▶ **Exercise task 1**: Please put each line of the records that come after the text into a JSON list of strings, one string per line, and leave out blank lines. Omit the pictures from the list.

The minor in Health Psychology includes six courses, each of which is taught in a fully online version that duplicates the content and course goals of already existing live courses. This chapter presents data from an analysis of three of these courses: Introduction to Psychology, Introduction to Psychological Measurement and Data Analysis, and Introduction to Research Methods. Our primary goals in the research described here are to determine first how much students actually watched lectures in our online courses and then whether the lectures add educational value. Our overall goal is to provide a perspective on how much students value online lectures and thus help instructors to decide whether they should use them in their online courses. To accomplish these goals, we set out to gather data that is more valid than the questionnaire data typically gathered by researchers to assess amount of online lecture watching and to relate that data to data on other course elements.
Method
For each of the three courses described here, we recorded lectures with the Mediasite lecture capture system (http://www.sonicfoundry.com) and made them available to students as links through the Moodle course management system (CMS). The Mediasite platform is a lecture capture system that is within “a subset of streaming products… designed specifically for capture and management of classroom content. These products rose from the…need for educational institutions to record and archive content” (http://www.sonicfoundry.com/resource/wainhousereport/?aliId=62648363). Students watch the lectures on one window on their screens and the Powerpoint slides through a second window. They can stop at any time during the lecture and when they come back, they are brought back to the point where they stopped previously. The built-in analytics track students’ usage and “shows a specific user’s (or group of users’) viewership over any time period, including videos watched, viewing activity, durations, registration data and more” (http://www.sonicfoundry.com/mediasite/manage/analytics/). Mediasite keeps a record of how much of each lecture each student viewed on one or more occasions, adding only the unviewed sections into the calculation. For this study, we obtained the total percentage watched for each lecture by all students and computed an average percentage watched (from 0 to 100%) for all lectures in each of the courses. Thus, each student had a value of 0-100% watched for each lecture and for the semester as well. We also collected the calculated percentages watched for each student on each lecture and then computed a Total Lecture Viewing average that also ranged from 0 to 100% for all the lectures.
PSY 3801: Introduction to Psychological Measurement and Data Analysis
The Introduction to Psychological Measurement and Data Analysis course (PSY 3801) is offered in two formats taught by different instructors – a traditional, in-person lecture and laboratory format and a completely online format. In the semester during which this study was conducted, the traditional format began with 360 students, who attended 50-minute lectures three times a week and a 75-minute laboratory session once a week. Forty-six students started the online version of the course. Those students watched all lectures online and participated in online laboratory work. The lecture modules (i.e., short videos that focused on a specific topic, subtopic, or computational example) were recorded specifically for the online section in a studio using Mediasite lecture capture. Overall, 98 modules were available for viewing, running roughly 3 minutes to 30 minutes in length, with an average module length of 13.22 minutes (SD = 6.40). Approximately 11% of the modules focused on review material or introductions to topics, 49% covered new course content, and 40% consisted of computational examples of the statistical tests.

▶ **Dataset rows**:
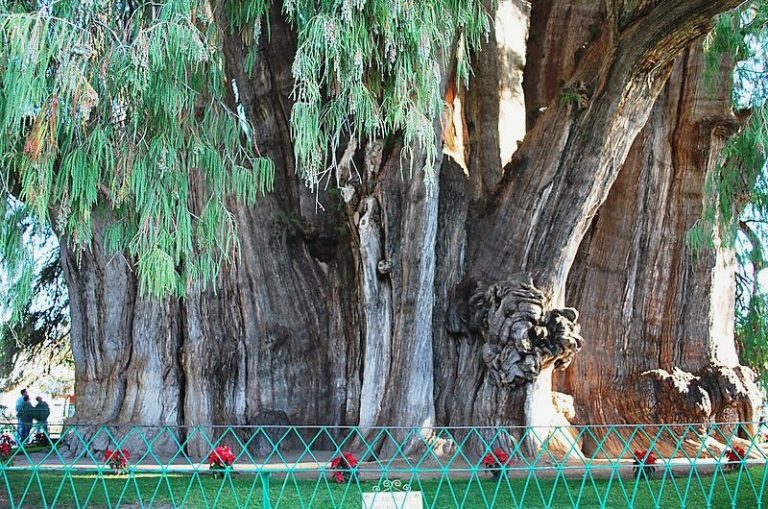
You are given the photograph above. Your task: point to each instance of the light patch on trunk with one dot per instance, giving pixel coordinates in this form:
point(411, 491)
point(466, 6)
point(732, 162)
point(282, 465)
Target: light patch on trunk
point(511, 25)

▶ **Exercise task 2**: According to the text on online lectures, what was the average length of the recorded modules in the online version of PSY 3801?

▶ **Complete output 1**:
[
  "You are given the photograph above. Your task: point to each instance of the light patch on trunk with one dot per instance, giving pixel coordinates in this form:",
  "point(411, 491)",
  "point(466, 6)",
  "point(732, 162)",
  "point(282, 465)",
  "Target: light patch on trunk",
  "point(511, 25)"
]

▶ **Complete output 2**: 13.22 minutes (SD = 6.40).